**Objective:**
Rewrite the entries below, swapping every occurrence of "provide its bounding box" for "report its bounding box" and leaving all else unchanged.

>> Start

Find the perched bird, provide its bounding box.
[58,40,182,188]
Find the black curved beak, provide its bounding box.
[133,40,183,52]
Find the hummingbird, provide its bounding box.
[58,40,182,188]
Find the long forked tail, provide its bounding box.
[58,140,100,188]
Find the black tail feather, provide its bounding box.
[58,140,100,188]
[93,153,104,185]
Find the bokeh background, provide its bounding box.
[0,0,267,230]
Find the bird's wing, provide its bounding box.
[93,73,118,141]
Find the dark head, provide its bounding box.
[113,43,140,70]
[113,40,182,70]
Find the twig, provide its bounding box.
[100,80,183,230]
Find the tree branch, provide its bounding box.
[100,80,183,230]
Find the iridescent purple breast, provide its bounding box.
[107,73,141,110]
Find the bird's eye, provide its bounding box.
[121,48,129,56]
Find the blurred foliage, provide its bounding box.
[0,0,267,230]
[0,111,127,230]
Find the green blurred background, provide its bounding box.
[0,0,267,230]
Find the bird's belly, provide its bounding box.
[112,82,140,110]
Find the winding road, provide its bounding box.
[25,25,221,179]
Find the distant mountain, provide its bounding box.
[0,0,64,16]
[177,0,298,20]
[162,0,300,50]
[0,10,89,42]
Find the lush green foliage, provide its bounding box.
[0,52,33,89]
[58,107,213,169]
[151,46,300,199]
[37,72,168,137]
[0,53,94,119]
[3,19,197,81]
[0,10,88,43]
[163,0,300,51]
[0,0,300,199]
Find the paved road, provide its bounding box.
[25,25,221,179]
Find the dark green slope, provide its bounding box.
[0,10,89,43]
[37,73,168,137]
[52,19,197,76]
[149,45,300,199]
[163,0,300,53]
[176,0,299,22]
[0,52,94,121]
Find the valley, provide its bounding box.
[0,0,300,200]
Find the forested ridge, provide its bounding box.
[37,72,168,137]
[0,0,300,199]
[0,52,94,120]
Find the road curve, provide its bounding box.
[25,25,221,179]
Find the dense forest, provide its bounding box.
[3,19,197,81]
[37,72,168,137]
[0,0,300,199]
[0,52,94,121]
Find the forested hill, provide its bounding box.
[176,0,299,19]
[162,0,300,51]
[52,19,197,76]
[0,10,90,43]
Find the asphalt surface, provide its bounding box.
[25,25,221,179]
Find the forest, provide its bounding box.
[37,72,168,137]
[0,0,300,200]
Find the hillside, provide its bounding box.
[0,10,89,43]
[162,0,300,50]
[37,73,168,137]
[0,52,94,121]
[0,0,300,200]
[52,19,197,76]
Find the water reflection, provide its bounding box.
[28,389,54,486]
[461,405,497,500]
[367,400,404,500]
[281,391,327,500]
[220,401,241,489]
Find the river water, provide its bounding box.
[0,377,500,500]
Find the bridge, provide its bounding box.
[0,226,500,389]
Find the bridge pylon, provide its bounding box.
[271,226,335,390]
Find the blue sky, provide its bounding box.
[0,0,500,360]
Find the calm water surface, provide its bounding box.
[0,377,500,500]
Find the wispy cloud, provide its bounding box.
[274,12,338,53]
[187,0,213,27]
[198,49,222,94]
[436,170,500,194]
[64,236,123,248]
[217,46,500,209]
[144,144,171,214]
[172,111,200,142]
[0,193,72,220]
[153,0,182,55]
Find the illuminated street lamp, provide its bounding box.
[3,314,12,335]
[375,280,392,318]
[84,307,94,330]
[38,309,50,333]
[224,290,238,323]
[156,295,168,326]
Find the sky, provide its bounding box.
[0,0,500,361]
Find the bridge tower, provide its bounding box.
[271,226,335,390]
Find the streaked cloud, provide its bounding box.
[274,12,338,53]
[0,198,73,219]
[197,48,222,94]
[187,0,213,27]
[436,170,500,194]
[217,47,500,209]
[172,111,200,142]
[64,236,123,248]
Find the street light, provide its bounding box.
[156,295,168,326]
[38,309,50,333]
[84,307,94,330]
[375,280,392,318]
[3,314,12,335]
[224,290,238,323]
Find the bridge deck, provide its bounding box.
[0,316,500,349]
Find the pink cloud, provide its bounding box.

>> End

**Answer to the exercise:**
Find the perched bird, report its bounding box.
[58,40,182,188]
Find the black curved beak, report its bounding box.
[133,40,183,52]
Find the hummingbird, report its bounding box.
[58,40,182,188]
Find the long forked tail, report its bounding box.
[58,140,100,188]
Find the black tail feather, report its bounding box.
[58,140,100,188]
[93,153,104,185]
Find the bokeh background, report its bounding box.
[0,0,267,230]
Find the bird's wing, report its bounding box.
[93,73,118,141]
Find the dark head, report its bounding box.
[113,43,140,70]
[113,40,182,70]
Find the twig, report its bounding box.
[100,80,183,230]
Find the tree branch, report its bounding box.
[100,80,183,230]
Find the iridescent purple breast, report its bounding box.
[107,73,141,110]
Find the bird's eye, report its bounding box.
[121,48,129,56]
Find the blurred foliage, report its bounding box.
[0,0,267,230]
[0,111,127,230]
Find the green blurred background, report its bounding box.
[0,0,267,230]
Find the bird's belly, report its bounding box.
[112,82,140,110]
Find the winding road, report its bounding box.
[25,25,221,179]
Find the distant mountain, report its bounding box.
[0,0,64,16]
[177,0,298,20]
[162,0,300,50]
[0,10,89,42]
Find the lush green foliage, report its bounding box.
[0,52,33,89]
[58,107,213,169]
[151,46,300,199]
[37,72,168,137]
[0,53,94,119]
[3,19,197,81]
[0,10,88,43]
[163,0,300,51]
[0,0,300,199]
Find the paved road, report its bounding box.
[25,25,221,179]
Find the dark green slope, report its bounding box.
[0,10,89,43]
[37,73,168,137]
[52,19,197,76]
[149,45,300,199]
[163,0,300,53]
[176,0,299,22]
[0,52,94,121]
Find the valley, report its bounding box.
[0,0,300,200]
Find the forested ridge, report its bounding box.
[37,72,168,137]
[0,0,300,199]
[0,52,94,120]
Find the road curve, report its bounding box.
[25,25,221,179]
Find the dense forest, report its bounding box.
[3,19,197,81]
[37,72,168,137]
[0,0,300,199]
[0,52,94,121]
Find the forested hill, report its bounding box.
[176,0,299,19]
[162,0,300,51]
[52,19,197,76]
[0,10,90,43]
Find the asphalt surface, report its bounding box.
[25,25,221,179]
Find the forest, report its bounding box.
[37,72,168,137]
[0,0,300,200]
Find the hillside, report its bounding box.
[0,10,89,43]
[162,0,300,50]
[37,73,168,137]
[0,52,94,121]
[0,0,300,200]
[52,19,197,76]
Find the water reflection, report its bounding box.
[28,389,54,486]
[461,405,497,500]
[367,400,404,500]
[281,391,327,500]
[220,401,241,489]
Find the river water, report its bounding box.
[0,377,500,500]
Find the bridge, report its bounding box.
[0,226,500,389]
Find the bridge pylon, report its bounding box.
[271,226,335,390]
Find the blue sky, report its bounding box.
[0,0,500,360]
Find the calm water surface, report its bounding box.
[0,377,500,500]
Find the wispy cloud, report its bounding box.
[274,12,338,53]
[187,0,213,27]
[198,49,222,94]
[436,170,500,194]
[64,236,123,248]
[217,46,500,209]
[144,144,171,214]
[172,111,200,142]
[0,193,72,220]
[153,0,182,55]
Find the illuminated street lamp, report its bounding box.
[3,314,12,335]
[375,280,392,318]
[84,307,94,330]
[38,309,50,333]
[224,290,238,323]
[156,295,168,326]
Find the sky, report its bounding box.
[0,0,500,361]
Find the bridge tower, report its bounding box.
[271,226,335,390]
Find the streaked cloud, report its bounding box.
[274,12,338,53]
[0,198,73,219]
[197,48,222,94]
[187,0,213,27]
[436,170,500,194]
[217,47,500,209]
[172,111,200,142]
[64,236,123,248]
Find the street light, report its bounding box.
[156,295,168,326]
[38,309,50,333]
[84,307,94,330]
[375,280,392,318]
[3,314,12,335]
[224,290,238,323]
Find the bridge deck, report its bounding box.
[0,316,500,349]
Find the pink cloud, report its bounding box.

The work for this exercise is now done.